PASSAGE PROVIDED
>>
About one week after the agreement dated 13 September 1996 had been signed, Jurkovic and Bowling again met in Jurkovic’s office.  Jurkovic again pressed Bowling about the mortgage.  While Bowling was present, Jurkovic rang his solicitor and, in consultation with Bowling, gave instructions over the telephone for the preparation of several documents.  They were a loan agreement between Epic Feast and Mawson, a mortgage in registrable form granted by Mawson to Epic Feast over the land at Estcourt House, and a personal guarantee by Bowling.  But the agreement was different from that which was set out in the loan agreement on 13 September.  First, the loan was to be for a period of 12 months; secondly, a new interest rate was fixed; and thirdly, the principal was increased to $600,000.  The additional $200,000 was said to be a fee to compensate Epic Feast for the delays and inconvenience and for the extension of the period of the loan.  The documents to effect this arrangement were delivered to Bowling soon after.  Bowling had promised to sign them but did not do so.  At some later time, Bowling told Jurkovic that Starmaker had refused to consent to a second mortgage.  Upon the failure of Bowling to execute the documents, Epic Feast lodged its caveat.
<<
DATASET CONTENT
>>
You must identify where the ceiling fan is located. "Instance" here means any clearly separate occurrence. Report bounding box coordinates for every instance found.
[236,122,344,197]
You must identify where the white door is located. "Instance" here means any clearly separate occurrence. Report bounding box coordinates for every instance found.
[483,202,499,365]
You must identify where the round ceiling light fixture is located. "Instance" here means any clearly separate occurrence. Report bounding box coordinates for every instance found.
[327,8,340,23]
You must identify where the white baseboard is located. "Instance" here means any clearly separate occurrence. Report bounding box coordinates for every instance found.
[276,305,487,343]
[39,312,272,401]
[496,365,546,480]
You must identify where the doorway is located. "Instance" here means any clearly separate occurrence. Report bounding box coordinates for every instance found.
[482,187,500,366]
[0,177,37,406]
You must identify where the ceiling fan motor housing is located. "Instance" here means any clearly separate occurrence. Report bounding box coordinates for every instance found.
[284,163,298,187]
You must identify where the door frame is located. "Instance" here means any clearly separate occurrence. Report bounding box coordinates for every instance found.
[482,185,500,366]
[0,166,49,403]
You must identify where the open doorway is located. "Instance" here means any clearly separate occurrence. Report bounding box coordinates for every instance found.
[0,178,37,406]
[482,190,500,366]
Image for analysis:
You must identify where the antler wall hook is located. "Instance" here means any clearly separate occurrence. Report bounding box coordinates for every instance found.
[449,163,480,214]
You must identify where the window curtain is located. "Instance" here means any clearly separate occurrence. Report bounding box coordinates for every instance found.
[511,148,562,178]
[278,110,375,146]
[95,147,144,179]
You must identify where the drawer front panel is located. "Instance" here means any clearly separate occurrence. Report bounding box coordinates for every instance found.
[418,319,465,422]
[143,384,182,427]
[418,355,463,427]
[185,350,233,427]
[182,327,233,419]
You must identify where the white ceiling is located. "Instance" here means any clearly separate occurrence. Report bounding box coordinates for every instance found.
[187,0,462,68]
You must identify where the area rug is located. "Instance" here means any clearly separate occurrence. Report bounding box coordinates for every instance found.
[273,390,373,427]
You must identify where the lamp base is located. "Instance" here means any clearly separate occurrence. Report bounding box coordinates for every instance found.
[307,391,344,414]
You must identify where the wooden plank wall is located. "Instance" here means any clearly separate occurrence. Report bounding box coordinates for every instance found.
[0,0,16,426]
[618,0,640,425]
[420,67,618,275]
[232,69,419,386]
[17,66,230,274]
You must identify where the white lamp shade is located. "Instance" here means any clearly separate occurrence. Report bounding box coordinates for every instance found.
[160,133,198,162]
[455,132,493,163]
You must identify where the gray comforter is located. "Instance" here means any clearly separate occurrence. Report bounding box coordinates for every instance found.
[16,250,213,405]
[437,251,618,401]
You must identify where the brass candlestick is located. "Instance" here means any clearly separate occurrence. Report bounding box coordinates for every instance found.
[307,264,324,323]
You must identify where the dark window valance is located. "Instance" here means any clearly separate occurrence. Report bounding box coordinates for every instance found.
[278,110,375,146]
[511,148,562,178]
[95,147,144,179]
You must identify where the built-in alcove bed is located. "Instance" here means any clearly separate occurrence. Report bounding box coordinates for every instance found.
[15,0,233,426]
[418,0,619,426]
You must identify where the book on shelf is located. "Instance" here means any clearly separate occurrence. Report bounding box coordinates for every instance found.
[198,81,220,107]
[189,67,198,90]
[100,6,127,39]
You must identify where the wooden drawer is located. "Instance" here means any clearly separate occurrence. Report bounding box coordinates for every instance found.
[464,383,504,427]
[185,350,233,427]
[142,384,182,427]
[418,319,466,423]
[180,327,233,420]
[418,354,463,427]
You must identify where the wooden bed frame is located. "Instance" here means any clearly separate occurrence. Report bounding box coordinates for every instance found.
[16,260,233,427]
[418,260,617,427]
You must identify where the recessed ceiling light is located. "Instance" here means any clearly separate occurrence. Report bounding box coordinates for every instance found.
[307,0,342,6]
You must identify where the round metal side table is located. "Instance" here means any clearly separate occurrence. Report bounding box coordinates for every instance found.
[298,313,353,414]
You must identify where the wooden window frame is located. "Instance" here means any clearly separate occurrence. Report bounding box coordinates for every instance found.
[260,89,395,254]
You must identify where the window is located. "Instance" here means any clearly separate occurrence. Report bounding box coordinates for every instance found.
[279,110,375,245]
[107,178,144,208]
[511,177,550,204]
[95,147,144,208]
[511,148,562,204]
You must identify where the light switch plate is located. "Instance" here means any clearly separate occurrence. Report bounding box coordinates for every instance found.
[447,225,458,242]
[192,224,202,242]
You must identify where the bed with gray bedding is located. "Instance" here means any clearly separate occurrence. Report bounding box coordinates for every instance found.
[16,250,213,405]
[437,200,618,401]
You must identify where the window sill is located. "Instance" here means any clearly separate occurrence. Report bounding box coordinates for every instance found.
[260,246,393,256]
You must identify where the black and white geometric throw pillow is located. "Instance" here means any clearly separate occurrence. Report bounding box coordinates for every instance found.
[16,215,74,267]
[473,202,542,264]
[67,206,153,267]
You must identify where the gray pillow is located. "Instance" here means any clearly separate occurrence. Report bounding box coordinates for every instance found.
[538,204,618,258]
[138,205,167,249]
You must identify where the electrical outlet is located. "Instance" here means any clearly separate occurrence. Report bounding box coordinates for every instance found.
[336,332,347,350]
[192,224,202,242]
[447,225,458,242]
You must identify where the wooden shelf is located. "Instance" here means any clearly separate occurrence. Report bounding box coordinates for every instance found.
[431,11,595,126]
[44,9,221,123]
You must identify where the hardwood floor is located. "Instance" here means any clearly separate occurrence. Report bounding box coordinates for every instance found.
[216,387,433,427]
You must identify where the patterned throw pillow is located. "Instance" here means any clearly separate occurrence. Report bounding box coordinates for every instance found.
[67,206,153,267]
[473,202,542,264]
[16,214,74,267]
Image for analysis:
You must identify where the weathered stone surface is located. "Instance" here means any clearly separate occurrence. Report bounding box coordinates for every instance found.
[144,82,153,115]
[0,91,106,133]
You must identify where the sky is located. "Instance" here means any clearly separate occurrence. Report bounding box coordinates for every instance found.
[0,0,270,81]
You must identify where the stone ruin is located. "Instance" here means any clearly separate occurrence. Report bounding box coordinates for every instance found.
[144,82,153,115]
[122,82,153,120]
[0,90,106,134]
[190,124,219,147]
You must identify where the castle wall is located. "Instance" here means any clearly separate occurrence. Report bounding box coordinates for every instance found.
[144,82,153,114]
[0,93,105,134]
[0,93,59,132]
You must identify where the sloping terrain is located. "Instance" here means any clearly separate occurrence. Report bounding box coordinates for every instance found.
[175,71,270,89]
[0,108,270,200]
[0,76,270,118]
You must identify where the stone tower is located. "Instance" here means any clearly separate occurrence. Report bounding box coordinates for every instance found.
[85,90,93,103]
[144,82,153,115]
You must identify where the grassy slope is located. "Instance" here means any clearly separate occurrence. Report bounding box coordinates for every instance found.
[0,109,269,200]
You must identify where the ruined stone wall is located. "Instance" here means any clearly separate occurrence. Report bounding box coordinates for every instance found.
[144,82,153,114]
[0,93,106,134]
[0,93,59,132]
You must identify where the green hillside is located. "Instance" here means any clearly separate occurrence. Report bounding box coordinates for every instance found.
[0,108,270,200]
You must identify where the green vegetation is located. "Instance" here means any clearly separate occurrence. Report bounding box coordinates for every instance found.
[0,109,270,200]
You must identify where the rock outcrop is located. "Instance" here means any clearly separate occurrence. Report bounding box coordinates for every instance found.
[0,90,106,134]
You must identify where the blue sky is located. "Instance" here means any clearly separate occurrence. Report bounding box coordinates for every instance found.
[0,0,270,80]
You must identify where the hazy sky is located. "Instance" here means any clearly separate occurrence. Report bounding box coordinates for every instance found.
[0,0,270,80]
<<
STATED GOAL 1
Render the records as a numbered list, starting with the line containing "You must identify where the wooden window" and going on through the line containing "[260,89,395,254]", with blank lines omitted.
STATED GOAL 2
Carry the account of the Epic Feast loan and mortgage dispute forward from its final sentence.
The text and the records bear no relation to each other.

WRITTEN REPLY 1
1. You must identify where the wooden window frame is located. "Instance" here means any clearly separate occurrence. Report bounding box coordinates for every instance found.
2. [260,89,395,254]

WRITTEN REPLY 2
The trial judge found that the agreement of 13 September was not terminated by the agreement made on 18 September.  He found that, although Bowling agreed to execute the documents discussed by telephone, the effect of the oral arrangements was that the earlier agreement would cease to have effect only when replaced by the new arrangement agreed on 18 September. 

I have some doubts whether all of the findings made by the trial judge are justified by the evidence.  Little attention was given in the evidence to explaining how Mawson came to assume a substantial liability on behalf of Mawson Developments.  Presumably Mawson is the holding company.  But there is no evidence of any assignment of the debt.  The findings are generous to Epic Feast.  But it is possible to put these doubts to one side because, even if the findings are correct, Epic Feast is unable, for the reasons which follow, to establish that it holds an equitable mortgage.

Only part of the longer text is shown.